- **Aim of the task**
Collect every line below that contains the word "white", copying each one in full. Case counts, so match only that exact capitalization.

* * * * * * * * *

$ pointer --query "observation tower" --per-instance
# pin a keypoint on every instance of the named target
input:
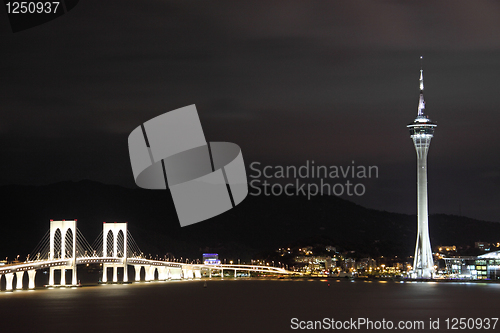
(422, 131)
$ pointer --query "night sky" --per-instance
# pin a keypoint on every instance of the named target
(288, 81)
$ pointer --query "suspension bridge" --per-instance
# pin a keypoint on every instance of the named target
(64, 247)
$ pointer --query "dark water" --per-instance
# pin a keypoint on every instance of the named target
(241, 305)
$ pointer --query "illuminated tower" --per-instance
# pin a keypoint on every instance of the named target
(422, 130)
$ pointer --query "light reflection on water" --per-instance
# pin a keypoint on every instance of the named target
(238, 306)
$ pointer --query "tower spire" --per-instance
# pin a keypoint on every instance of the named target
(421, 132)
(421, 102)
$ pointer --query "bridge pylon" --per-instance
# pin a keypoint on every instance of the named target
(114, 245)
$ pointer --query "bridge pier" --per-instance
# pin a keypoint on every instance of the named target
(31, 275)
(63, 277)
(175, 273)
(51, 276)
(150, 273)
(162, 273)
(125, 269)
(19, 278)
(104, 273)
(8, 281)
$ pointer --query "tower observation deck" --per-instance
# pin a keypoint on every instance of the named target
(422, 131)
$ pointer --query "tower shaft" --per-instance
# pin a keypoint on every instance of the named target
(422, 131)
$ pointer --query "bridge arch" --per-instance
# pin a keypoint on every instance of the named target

* * * * * * * * *

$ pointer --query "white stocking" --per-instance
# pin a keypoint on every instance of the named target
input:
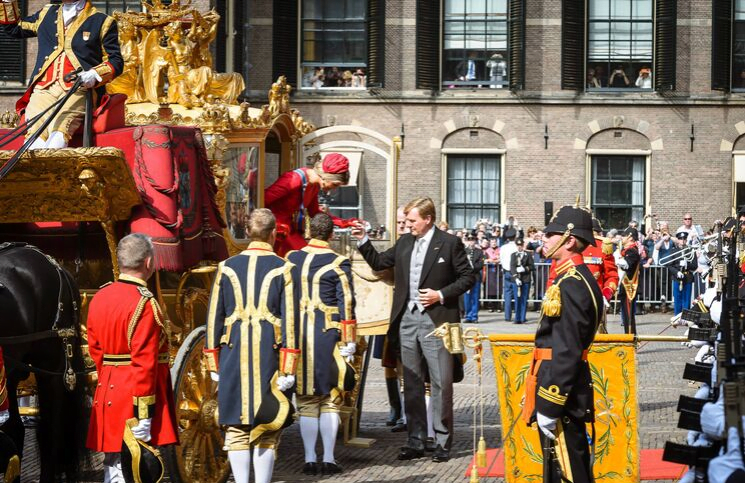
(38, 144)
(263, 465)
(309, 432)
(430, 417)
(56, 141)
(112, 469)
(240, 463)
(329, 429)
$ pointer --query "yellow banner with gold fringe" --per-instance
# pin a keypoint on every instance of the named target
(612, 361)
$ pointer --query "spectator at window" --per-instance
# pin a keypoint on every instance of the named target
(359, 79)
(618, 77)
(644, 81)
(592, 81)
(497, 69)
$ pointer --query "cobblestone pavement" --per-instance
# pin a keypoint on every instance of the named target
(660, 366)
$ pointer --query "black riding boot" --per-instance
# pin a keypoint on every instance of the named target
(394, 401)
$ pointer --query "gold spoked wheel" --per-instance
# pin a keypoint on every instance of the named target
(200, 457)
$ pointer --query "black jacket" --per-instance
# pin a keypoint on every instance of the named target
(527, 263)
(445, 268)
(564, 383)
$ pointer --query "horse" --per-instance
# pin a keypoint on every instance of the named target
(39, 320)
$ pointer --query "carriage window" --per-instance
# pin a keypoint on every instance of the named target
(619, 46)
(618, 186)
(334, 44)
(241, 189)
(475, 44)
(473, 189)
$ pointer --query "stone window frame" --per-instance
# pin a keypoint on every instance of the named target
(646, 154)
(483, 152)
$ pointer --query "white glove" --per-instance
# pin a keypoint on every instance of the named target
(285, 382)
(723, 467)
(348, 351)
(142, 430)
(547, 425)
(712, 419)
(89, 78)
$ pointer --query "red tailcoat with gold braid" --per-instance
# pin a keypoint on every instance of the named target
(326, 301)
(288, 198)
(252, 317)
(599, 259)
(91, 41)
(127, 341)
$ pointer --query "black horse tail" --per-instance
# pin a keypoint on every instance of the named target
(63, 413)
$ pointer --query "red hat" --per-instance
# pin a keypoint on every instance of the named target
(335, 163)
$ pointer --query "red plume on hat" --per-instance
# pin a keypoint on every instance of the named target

* * * * * * * * *

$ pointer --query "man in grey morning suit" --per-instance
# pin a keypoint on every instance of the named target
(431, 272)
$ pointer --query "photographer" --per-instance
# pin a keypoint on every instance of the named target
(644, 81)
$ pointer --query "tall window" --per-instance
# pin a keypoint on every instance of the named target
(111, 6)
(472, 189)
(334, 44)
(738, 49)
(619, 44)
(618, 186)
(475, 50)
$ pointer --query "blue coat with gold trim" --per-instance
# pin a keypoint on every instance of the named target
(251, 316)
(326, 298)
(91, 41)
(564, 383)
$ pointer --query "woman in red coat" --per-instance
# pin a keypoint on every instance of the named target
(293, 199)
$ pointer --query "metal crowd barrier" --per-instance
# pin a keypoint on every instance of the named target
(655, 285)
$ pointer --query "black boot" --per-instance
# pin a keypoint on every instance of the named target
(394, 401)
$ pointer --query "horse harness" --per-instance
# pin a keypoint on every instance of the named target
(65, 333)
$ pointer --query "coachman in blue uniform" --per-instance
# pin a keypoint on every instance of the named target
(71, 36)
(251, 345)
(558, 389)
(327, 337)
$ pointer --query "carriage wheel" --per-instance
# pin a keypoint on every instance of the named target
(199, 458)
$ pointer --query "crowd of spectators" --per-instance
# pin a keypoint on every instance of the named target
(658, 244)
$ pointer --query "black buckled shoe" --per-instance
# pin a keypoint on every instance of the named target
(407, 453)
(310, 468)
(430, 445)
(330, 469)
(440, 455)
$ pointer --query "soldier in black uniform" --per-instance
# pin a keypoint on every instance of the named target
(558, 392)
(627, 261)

* * * * * * * * *

- **Exercise output**
$ pointer --query "white stocking" --per-instance
$ pointer --query "white glove" --per-instance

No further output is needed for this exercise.